— BEGIN Page excerpt —
Even in the depths of its third season, Crazy Ex-Girlfriend still finds new ways to surprise. Every time it seems that the show is going to rest too much on the charms of its ensemble, it doubles back and goes deep with Rebecca’s character, often making some bold choices in the process. This episode might be Rebecca’s most unlikeable of the entire series — even the adorable manifestation of her childhood self is a straight-up bitch — but it makes for undeniably compelling television, upping the stakes significantly from the season’s first two outings.

The episode opens with Rebecca in full panic mode, having confessed all her crimes to Josh … only to realize that her confession just destroyed that whole lawsuit that she and Paula were planning. Anxious enough that she’s talking out loud to a manifestation her younger self, she still somehow manages to shut down the suit, but only by completely ruining Paula’s confidence in her own fledgling legal skills.

But when Josh announces that he’s coming home from preschool priest school, Rebecca has to revive the suit as quickly as possible. (How she thinks she can pull it off when she also confessed her crime to a whole church full of congregants is beyond me, but I’ll assume that the real-life manifestation of her big “Rose’s Turn” number was actually a one-on-one convo.) With Paula’s help, she tries to drag his name through the mud in her favorite feminist-news/nail-art blog, attempting to convince Josh’s friends that he’s a racist, thieving, lying sack of shit before he can tell everyone all the horrible things she’s done.

Let’s be clear, Rebecca has done some horrible things. Seeing the world from her perspective makes it easy to forget the rap sheet she’s accumulated since arriving in West Covina, but it’s pretty shocking when laid out in black and white: stalking Josh, breaking into his house, tracking his car, watching him sleep with other women (twice!), attempting to kill Gravy the cat. Rebecca may have drawn the line at murder, but she’s been blithely ignorant of all the other risks she’s taken with her reputation, especially given her existing criminal record. We in the audience have the benefit of witnessing each act and its justifications, but anyone in Josh’s shoes, hearing about all of it for the first time, would understandably lose their shit.
— END Page excerpt —
§ Requirements
From the Crazy Ex-Girlfriend episode review above, pull out the passage from "Even in the" up to and including "first two outings.", word for word.
— BEGIN Excerpted data —
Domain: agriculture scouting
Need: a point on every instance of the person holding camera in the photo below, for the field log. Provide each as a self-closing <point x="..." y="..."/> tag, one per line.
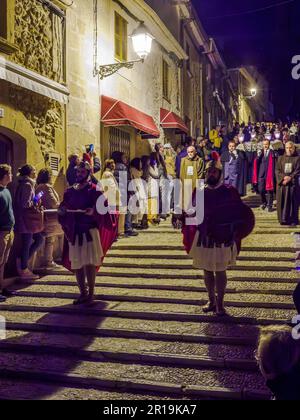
<point x="29" y="220"/>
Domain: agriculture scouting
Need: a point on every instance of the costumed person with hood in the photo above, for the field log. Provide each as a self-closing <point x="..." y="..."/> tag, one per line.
<point x="235" y="168"/>
<point x="288" y="187"/>
<point x="214" y="245"/>
<point x="264" y="176"/>
<point x="88" y="234"/>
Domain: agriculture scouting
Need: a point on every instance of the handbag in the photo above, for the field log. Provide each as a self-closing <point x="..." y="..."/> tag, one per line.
<point x="34" y="219"/>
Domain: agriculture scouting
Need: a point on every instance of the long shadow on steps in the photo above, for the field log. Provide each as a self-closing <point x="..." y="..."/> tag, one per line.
<point x="14" y="368"/>
<point x="250" y="390"/>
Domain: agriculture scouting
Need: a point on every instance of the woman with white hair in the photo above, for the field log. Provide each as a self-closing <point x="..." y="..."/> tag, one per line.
<point x="288" y="191"/>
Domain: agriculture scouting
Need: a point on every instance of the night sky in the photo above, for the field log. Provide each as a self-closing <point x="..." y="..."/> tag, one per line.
<point x="267" y="39"/>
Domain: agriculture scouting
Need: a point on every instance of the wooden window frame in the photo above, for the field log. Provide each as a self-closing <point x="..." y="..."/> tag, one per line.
<point x="7" y="24"/>
<point x="121" y="38"/>
<point x="166" y="80"/>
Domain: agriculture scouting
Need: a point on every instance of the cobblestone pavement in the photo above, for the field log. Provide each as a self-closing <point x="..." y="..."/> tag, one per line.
<point x="147" y="337"/>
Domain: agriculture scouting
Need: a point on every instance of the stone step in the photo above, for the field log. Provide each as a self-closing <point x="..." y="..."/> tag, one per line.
<point x="164" y="275"/>
<point x="259" y="230"/>
<point x="165" y="239"/>
<point x="47" y="325"/>
<point x="151" y="311"/>
<point x="178" y="255"/>
<point x="33" y="390"/>
<point x="137" y="351"/>
<point x="131" y="246"/>
<point x="130" y="377"/>
<point x="187" y="265"/>
<point x="182" y="264"/>
<point x="158" y="296"/>
<point x="160" y="271"/>
<point x="285" y="289"/>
— END Excerpted data —
§ Expected answer
Even in the depths of its third season, Crazy Ex-Girlfriend still finds new ways to surprise. Every time it seems that the show is going to rest too much on the charms of its ensemble, it doubles back and goes deep with Rebecca’s character, often making some bold choices in the process. This episode might be Rebecca’s most unlikeable of the entire series — even the adorable manifestation of her childhood self is a straight-up bitch — but it makes for undeniably compelling television, upping the stakes significantly from the season’s first two outings.